▶ THE REQUEST:
Every line from the one with "the horse's head" to the end of the data needs to be copied exactly, and no line before it.

Coordinate annotation entries
[start]
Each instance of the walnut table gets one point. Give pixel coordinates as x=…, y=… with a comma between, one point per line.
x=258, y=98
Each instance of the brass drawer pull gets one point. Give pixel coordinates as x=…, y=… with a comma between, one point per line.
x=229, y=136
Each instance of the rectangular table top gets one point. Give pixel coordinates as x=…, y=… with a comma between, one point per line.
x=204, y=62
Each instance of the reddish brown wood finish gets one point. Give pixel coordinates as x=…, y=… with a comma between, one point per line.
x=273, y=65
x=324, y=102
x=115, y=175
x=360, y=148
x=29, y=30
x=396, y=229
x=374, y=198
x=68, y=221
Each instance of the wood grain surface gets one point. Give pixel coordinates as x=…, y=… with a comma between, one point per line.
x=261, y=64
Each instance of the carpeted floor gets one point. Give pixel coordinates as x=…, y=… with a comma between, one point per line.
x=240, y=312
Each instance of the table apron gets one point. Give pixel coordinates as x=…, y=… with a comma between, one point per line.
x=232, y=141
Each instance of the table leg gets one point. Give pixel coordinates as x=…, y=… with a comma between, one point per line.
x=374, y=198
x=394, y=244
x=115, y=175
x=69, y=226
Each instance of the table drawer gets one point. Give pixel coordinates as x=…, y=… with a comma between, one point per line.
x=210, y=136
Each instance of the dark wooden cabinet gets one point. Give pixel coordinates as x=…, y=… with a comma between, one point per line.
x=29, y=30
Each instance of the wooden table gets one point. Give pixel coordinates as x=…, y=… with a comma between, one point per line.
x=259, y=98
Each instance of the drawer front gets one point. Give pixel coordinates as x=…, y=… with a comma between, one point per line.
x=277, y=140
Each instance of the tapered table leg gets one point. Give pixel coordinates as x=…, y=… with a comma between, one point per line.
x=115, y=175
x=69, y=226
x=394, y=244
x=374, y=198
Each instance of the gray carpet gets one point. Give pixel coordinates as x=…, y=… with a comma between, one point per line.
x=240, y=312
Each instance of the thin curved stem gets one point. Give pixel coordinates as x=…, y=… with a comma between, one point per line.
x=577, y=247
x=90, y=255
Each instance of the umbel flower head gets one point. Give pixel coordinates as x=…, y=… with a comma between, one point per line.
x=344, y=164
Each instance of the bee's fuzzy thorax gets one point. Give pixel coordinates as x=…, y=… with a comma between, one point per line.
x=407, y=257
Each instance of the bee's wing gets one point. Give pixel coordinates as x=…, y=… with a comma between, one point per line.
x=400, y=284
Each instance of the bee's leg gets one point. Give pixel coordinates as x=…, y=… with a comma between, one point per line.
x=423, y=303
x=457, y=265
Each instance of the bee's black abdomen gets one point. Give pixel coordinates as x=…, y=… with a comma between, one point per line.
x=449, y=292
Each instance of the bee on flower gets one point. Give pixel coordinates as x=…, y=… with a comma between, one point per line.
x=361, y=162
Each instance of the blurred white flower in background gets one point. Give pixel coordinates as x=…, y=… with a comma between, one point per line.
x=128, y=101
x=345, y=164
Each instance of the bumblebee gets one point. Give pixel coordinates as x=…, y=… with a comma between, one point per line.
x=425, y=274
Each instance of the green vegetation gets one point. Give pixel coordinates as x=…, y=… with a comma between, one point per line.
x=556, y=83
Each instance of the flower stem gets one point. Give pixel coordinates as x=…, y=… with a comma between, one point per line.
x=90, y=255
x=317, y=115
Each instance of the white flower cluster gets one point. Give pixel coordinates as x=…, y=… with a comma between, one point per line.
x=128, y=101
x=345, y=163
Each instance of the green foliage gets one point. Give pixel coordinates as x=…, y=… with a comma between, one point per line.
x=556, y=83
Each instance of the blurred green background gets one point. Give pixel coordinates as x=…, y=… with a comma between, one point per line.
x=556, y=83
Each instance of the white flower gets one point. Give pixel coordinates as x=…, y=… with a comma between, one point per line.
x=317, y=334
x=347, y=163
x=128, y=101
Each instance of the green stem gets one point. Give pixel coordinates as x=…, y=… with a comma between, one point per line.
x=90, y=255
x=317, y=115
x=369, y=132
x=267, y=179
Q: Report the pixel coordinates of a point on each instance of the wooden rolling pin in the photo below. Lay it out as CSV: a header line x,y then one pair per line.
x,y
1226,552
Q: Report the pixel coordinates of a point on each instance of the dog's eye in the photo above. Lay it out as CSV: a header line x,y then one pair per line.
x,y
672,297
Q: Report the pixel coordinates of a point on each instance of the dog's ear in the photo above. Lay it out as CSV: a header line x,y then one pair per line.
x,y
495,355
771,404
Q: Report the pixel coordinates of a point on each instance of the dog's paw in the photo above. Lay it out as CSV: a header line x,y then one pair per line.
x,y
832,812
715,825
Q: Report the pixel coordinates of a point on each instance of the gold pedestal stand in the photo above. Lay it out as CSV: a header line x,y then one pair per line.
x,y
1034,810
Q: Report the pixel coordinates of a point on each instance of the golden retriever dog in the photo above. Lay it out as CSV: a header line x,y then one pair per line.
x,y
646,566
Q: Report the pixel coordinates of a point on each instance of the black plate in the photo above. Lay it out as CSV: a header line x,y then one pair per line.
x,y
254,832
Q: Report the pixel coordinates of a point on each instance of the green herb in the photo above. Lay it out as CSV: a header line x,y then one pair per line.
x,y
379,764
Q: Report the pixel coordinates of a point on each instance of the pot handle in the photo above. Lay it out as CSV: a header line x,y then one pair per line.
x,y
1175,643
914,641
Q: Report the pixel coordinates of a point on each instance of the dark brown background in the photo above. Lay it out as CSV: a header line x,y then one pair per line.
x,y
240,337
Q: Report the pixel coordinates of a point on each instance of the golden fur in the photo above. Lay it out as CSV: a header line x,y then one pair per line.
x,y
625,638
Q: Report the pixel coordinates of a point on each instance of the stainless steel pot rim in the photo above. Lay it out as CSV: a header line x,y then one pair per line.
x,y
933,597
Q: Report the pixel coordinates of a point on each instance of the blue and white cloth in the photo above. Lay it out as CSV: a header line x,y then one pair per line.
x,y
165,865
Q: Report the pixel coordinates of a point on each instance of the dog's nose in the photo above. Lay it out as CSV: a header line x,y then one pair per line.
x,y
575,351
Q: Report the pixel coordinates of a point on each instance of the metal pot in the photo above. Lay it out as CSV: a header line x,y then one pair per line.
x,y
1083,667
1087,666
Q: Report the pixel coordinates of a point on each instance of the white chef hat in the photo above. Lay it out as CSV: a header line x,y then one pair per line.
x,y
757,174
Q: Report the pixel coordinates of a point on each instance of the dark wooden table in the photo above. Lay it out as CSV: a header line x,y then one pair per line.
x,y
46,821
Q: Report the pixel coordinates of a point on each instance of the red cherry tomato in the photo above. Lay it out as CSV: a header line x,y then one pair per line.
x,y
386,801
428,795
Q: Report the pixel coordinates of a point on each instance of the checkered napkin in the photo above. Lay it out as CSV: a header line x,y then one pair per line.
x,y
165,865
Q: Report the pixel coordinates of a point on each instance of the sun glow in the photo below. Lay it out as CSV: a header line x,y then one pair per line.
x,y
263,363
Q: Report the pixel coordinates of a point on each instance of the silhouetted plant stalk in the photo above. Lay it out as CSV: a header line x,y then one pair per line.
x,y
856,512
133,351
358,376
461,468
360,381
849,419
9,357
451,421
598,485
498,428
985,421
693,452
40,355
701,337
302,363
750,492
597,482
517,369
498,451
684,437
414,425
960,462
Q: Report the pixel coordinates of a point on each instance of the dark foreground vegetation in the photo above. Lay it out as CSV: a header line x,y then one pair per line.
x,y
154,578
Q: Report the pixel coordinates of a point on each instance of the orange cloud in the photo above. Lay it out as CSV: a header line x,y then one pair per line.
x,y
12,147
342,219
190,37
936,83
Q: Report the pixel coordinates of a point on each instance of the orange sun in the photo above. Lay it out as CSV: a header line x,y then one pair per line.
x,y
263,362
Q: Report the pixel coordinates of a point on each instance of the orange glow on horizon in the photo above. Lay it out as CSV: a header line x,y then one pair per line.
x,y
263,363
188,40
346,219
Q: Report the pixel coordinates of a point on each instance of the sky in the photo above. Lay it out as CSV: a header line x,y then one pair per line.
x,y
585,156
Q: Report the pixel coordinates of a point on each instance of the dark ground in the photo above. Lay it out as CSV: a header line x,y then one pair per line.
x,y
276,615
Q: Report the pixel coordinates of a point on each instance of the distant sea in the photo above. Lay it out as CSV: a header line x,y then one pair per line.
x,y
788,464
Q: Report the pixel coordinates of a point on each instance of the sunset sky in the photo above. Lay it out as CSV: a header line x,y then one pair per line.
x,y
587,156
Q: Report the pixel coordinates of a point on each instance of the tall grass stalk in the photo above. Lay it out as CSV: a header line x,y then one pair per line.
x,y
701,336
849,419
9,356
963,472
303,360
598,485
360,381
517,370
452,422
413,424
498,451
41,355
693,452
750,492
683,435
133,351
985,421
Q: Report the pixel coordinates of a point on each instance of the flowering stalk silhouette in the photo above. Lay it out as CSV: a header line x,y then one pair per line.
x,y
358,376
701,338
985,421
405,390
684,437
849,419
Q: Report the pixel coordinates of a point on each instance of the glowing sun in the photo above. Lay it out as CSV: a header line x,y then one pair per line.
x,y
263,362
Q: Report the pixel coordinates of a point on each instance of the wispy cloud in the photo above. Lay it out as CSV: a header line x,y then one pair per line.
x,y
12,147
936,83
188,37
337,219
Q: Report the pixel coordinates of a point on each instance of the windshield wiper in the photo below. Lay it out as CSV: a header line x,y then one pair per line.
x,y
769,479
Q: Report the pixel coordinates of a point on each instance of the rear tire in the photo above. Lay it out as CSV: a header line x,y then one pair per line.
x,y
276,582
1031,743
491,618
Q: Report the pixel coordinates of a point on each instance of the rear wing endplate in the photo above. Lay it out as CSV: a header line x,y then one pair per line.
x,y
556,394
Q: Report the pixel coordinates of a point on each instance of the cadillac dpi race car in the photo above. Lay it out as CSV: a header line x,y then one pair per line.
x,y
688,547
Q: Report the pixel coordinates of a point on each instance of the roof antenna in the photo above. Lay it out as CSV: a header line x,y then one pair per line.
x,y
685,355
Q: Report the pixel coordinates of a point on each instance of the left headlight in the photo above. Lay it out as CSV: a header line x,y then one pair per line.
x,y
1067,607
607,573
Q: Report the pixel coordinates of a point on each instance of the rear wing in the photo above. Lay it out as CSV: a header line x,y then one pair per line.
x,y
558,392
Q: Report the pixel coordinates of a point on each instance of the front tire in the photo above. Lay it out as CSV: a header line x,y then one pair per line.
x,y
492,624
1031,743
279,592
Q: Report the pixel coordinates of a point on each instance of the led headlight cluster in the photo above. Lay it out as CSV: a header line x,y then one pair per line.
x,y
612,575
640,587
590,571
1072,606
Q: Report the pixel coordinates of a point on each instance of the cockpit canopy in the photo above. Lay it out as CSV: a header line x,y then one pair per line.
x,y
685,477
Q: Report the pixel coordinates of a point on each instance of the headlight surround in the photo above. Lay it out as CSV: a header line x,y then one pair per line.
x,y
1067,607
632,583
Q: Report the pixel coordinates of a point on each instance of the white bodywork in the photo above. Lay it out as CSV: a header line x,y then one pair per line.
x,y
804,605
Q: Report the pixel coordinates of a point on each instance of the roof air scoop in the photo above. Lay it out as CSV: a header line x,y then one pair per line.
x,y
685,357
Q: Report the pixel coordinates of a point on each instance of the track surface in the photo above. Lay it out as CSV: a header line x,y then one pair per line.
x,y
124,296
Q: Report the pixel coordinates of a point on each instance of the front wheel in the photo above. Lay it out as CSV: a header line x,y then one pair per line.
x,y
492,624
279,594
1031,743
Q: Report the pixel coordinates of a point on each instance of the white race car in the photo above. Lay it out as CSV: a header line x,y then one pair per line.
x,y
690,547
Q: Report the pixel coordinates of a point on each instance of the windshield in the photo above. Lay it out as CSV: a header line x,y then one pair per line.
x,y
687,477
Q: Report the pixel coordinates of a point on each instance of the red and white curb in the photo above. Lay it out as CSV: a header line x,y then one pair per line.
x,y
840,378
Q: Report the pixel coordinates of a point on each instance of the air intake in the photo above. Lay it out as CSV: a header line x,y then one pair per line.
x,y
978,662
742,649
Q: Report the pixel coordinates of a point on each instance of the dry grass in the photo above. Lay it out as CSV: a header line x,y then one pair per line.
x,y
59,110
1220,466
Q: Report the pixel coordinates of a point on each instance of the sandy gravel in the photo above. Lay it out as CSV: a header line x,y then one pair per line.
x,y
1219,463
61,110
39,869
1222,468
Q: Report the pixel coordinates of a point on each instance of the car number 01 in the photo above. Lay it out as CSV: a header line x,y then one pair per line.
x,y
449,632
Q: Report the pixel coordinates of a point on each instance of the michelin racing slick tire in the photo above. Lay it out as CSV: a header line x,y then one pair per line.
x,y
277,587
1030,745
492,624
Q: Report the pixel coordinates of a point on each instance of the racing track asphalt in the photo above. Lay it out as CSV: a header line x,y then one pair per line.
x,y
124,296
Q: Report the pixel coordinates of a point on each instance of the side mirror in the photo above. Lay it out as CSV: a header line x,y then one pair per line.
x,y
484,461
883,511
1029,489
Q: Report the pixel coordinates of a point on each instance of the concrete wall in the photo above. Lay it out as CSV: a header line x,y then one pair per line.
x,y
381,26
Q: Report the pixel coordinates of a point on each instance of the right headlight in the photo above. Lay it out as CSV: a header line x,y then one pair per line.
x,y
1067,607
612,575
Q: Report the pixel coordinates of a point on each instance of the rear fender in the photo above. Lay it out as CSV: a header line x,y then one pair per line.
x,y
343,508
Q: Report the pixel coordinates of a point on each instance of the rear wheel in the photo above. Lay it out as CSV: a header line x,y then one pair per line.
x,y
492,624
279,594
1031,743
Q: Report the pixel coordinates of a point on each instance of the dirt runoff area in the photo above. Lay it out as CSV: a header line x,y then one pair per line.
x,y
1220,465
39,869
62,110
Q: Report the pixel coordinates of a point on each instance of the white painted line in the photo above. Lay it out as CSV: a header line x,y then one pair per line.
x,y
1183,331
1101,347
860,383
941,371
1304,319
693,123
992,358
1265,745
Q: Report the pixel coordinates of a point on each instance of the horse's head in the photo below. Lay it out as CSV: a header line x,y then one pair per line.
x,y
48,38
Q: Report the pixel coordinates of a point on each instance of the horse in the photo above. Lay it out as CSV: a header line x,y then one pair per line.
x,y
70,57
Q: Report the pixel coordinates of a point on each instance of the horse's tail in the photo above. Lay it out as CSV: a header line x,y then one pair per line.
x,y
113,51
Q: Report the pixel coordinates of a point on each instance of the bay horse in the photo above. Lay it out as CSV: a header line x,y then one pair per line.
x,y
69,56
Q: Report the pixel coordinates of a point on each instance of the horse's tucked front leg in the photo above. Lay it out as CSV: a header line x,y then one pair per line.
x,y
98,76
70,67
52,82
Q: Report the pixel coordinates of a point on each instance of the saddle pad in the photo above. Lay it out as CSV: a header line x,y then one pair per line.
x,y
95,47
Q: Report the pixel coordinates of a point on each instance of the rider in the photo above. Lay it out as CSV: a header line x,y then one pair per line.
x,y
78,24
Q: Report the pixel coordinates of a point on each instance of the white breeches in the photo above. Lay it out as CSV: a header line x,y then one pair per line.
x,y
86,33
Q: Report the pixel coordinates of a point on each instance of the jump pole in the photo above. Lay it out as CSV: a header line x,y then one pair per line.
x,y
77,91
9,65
[end]
▶ RESPONSE FOR THIS EXERCISE:
Q: Report the pixel coordinates of a point on each instance of the horse's head in the photo below. Lay it out as CSV: a header line x,y then one pair per line.
x,y
48,38
Q: Report the pixel coordinates of a point on each instance of the horse in the photo above. Lay it out as CSV: a header line x,y then one pair per line.
x,y
70,57
Q: Report the pixel coordinates of a point on each instance of the horse's tail in the photo above. Lay it out as CSV: a header line x,y then one pair per line.
x,y
113,51
Q: Report the pixel coordinates of a point on each instance of the bay horse in the photo above. Lay it out as CSV: a header line x,y then one pair per line.
x,y
69,56
Q: Report the pixel coordinates of a point on each instance of the horse's tucked front leg in the photo above. Lay it out as CSV: a header line x,y then one pair per line.
x,y
98,76
70,67
52,82
Q: Report the pixel coordinates of a point on each instance of the saddle pad in the photo above. Lay it out as CSV: a header line x,y then one pair per line.
x,y
95,47
Q: Report the pixel coordinates of a point on each instance of the rider in the photo above. Lay it out as CSV: a header line x,y then one pair per line.
x,y
78,24
Q: Report the pixel coordinates of a point on each instance of the white breeches in the photo above. Lay it out as CSV: a header line x,y then one pair per line.
x,y
86,33
Q: Report the pixel coordinates of a point on each instance of the jump pole in the photo above. Lay it out as CSV: a header line x,y then one pair per line.
x,y
77,91
9,65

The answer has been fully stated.